Barack Obama Male Leadership Academy at A. Maceo Smith (BOMLA) is a magnet secondary school for boys located in the Oak Cliff area of Dallas, Texas. It is a part of the Dallas Independent School District. After the Irma Lerma Rangel Young Women's Leadership School, it is DISD's second single gender school.

The school, which occupies the campus of the former A. Maceo Smith High School, is named after former President of the United States Barack Obama, in honor of the fact that he was the first black President. The campus was named for Antonio Maceo Smith (1903–1977), a pioneer civil rights leader in Dallas.

History
The former B. F. Darrell Vanguard Elementary School campus was renovated until Barack Obama Male Leadership Academy at B.F. Darrell  opened. Obama opened in August 2011 with grades 6 through 9. Each subsequent year a grade level will be added until the school gets grade 12. The school had 205 students during its first year of operation. The school was dedicated on November 11, 2011.

In 2018 Obama swapped buildings with New Tech High School, with the latter now occupying B. F. Darrell while Obama now occupied the A. Maceo Smith campus, where Obama has the potential to increase its enrollment.

Admissions
A prospective student needs to meet entrance requirements before being considered for admission. He must have sufficient grade point averages in the core classes and score within the fortieth percentile in his examinations, such as the State of Texas Assessment of Academic Readiness (STAAR) or the Iowa Tests of Basic Skills (ITBS). If a prospective student meets the requirements, he will take an examination measuring his writing and mathematics skills.

Academics
Obama offers classes in Spanish, Mandarin Chinese, Latin, and robotics. 8th grade students have "accelerated curriculum" schedules. All students have access to pre-Advanced Placement classes. Students are expected to maintain an average of 85 and above. All students are required to attend Saturday Academy once a month for enrichment and academic support.
------------------------------------------------------------------------
What to work on
According to the school profile, how many students attended the school in its first year?

Information given
------------------------------------------------------------------------
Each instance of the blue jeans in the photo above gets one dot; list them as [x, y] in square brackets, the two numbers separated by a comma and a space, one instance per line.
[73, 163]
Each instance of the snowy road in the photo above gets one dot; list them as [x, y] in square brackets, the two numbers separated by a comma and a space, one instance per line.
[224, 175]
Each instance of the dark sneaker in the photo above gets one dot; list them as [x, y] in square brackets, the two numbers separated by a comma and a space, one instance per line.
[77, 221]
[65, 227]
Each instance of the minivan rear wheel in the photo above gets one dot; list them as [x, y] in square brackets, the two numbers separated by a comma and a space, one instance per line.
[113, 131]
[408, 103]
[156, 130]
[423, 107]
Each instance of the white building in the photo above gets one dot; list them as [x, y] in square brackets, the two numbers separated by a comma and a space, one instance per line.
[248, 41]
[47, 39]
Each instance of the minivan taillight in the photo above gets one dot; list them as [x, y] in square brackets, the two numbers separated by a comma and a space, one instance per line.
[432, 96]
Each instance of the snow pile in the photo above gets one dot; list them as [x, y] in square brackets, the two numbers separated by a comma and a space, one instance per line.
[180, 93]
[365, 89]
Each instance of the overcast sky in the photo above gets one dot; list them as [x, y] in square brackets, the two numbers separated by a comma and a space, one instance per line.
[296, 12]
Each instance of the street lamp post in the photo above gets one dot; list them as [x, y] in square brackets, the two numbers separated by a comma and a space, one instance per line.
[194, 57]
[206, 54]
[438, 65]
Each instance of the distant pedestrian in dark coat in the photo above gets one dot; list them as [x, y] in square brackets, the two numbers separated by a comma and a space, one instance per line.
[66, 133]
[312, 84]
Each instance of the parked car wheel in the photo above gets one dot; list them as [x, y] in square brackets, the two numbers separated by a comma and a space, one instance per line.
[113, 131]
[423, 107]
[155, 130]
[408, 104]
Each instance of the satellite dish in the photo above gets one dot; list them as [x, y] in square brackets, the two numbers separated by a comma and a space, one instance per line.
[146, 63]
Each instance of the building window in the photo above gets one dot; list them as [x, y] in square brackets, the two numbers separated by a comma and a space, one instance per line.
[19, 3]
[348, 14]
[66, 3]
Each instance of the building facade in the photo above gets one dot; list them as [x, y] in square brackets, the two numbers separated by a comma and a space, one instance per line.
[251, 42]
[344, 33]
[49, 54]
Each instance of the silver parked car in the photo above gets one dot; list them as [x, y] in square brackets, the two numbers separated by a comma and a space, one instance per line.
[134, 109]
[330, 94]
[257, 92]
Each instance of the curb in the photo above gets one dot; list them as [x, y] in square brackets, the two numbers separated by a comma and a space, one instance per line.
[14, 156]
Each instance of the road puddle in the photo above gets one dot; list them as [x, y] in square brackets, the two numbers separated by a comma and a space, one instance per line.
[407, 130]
------------------------------------------------------------------------
Result of this exercise
205 students.